:: Given information ::
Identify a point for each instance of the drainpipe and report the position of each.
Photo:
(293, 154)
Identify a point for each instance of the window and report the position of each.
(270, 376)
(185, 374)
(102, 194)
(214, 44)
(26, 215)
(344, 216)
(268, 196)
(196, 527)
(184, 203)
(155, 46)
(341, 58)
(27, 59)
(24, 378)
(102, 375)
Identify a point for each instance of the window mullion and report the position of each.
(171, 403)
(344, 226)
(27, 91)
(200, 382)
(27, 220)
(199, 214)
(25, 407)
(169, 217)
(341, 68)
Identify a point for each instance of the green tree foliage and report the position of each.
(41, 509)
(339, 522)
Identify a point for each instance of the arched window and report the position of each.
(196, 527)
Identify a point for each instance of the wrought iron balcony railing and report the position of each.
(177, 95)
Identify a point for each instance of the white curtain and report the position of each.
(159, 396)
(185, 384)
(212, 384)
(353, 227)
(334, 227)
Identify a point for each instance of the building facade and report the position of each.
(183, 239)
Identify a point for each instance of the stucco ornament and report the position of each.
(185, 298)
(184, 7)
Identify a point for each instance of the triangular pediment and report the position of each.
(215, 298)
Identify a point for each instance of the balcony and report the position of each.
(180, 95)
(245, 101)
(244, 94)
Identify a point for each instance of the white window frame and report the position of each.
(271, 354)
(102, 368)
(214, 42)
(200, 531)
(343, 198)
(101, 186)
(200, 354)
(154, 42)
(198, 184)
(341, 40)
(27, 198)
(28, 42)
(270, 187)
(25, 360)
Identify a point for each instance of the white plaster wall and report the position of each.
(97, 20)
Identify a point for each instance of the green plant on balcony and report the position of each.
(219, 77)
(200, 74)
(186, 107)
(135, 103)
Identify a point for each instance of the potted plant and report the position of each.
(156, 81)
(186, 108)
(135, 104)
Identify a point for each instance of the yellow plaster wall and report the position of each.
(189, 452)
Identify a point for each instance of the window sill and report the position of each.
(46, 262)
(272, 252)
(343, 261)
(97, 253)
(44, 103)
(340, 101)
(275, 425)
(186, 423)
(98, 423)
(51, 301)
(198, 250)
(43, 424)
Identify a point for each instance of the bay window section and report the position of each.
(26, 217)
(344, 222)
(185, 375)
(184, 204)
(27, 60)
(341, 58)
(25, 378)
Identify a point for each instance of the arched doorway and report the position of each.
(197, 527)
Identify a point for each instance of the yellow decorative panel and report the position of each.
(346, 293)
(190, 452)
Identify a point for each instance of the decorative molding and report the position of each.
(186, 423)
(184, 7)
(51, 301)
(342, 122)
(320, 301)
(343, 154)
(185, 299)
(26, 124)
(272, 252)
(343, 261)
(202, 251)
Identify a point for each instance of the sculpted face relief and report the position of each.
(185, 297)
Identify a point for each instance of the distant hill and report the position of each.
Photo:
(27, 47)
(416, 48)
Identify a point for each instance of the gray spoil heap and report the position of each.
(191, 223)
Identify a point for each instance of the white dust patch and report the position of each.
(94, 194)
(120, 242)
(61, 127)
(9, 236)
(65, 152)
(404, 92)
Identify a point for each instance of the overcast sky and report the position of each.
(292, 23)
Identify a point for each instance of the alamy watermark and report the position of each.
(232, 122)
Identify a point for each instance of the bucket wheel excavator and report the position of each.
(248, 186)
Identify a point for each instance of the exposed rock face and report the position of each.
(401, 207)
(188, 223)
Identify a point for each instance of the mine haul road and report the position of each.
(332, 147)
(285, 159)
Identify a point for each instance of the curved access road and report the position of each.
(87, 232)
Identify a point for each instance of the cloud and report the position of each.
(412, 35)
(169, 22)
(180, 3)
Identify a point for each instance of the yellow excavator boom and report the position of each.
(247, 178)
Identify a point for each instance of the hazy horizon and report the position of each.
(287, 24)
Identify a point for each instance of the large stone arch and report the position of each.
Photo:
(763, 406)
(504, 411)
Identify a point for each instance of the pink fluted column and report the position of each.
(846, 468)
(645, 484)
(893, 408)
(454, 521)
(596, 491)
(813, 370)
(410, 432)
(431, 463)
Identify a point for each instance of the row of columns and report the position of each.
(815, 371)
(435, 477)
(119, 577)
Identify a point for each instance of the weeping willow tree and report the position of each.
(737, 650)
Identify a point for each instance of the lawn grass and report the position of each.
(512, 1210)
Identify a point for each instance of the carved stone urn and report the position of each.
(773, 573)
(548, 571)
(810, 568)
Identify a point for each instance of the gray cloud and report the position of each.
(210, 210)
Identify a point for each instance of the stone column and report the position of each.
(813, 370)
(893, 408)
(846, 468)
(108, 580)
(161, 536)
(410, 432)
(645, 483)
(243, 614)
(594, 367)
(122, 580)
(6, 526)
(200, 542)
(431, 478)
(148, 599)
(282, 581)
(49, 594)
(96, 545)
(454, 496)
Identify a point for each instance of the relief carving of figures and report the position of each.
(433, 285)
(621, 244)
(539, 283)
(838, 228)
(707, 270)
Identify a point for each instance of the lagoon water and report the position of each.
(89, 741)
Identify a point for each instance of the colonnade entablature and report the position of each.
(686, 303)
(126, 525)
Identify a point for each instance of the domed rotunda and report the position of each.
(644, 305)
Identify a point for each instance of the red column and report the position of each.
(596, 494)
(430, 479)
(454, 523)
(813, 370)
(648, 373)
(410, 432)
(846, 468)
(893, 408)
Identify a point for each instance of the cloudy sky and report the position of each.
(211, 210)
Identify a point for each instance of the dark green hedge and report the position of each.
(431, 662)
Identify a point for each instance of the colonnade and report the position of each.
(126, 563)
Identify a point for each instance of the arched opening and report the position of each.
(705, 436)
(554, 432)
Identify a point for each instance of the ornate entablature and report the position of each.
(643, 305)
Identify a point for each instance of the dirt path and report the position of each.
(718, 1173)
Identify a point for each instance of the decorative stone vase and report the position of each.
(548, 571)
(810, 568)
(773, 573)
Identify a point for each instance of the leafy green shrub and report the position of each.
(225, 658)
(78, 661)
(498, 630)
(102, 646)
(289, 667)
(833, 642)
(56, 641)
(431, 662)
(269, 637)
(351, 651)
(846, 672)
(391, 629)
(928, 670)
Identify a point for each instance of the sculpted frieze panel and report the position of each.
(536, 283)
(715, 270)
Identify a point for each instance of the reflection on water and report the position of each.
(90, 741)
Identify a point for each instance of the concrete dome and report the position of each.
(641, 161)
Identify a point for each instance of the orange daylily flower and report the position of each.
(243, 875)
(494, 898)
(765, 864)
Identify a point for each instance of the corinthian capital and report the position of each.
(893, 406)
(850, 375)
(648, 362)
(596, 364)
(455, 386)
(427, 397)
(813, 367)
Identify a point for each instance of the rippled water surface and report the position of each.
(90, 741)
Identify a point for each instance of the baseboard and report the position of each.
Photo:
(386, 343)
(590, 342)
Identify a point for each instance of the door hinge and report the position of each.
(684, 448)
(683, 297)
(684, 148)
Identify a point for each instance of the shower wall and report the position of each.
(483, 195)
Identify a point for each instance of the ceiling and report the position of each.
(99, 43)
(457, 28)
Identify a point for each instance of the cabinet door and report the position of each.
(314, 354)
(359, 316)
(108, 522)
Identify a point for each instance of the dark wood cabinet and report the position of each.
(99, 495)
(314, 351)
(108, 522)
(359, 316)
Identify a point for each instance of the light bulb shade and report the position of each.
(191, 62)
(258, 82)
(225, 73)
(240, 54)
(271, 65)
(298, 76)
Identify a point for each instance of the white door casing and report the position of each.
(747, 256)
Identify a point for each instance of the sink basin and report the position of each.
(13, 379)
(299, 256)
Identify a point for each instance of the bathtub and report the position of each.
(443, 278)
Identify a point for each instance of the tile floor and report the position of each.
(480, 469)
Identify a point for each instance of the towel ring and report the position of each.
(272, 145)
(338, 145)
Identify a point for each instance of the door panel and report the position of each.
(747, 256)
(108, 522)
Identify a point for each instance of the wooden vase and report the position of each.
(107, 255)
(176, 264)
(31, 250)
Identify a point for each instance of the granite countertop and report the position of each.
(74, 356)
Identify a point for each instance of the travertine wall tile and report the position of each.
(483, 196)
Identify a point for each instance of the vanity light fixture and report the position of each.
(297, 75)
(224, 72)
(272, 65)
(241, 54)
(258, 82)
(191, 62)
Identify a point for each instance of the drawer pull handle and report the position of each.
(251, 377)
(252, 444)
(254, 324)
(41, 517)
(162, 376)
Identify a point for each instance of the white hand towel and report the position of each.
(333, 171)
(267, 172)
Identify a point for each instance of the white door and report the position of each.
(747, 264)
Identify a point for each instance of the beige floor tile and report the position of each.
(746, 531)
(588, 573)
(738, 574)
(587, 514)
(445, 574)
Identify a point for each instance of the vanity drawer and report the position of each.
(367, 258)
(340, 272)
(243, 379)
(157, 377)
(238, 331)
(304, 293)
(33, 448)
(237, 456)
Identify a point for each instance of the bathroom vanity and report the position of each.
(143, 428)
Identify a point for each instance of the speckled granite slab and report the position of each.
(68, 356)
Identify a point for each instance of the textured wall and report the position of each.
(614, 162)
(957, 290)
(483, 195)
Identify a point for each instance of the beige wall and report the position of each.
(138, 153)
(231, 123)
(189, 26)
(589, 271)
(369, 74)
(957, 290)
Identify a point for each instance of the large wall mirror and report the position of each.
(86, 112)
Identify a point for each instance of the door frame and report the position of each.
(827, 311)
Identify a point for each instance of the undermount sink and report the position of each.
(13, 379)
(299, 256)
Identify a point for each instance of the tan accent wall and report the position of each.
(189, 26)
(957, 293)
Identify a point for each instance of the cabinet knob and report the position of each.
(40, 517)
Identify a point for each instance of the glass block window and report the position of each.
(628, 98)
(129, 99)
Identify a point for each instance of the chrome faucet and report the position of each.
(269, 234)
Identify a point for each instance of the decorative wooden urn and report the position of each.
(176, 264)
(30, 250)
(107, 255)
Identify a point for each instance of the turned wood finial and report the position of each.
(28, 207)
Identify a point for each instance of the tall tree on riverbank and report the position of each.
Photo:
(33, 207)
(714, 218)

:: Exercise goal ::
From the line that contains "Identify a point for each instance of the undermount" down to the last line of the listing above, repeat each line exactly, and include nothing else.

:: Solution ::
Identify a point for each instance of the undermount sink and report the position of each.
(13, 379)
(299, 256)
Identify a point for each instance of the tan accent wall and report the position of each.
(189, 26)
(957, 293)
Identify a point for each instance of the cabinet knob and report the position of each.
(40, 517)
Identify a point for each instance of the glass block window and report the position of each.
(628, 98)
(129, 99)
Identify a point for each instance of the chrome faucet and report the position of each.
(269, 234)
Identify a point for each instance of the decorative wooden urn and report the position of each.
(176, 264)
(30, 250)
(107, 255)
Identify a point for each instance of the turned wood finial and report the position of each.
(28, 207)
Identify a point for each instance of the tall tree on riverbank and report the position of each.
Photo:
(33, 207)
(714, 218)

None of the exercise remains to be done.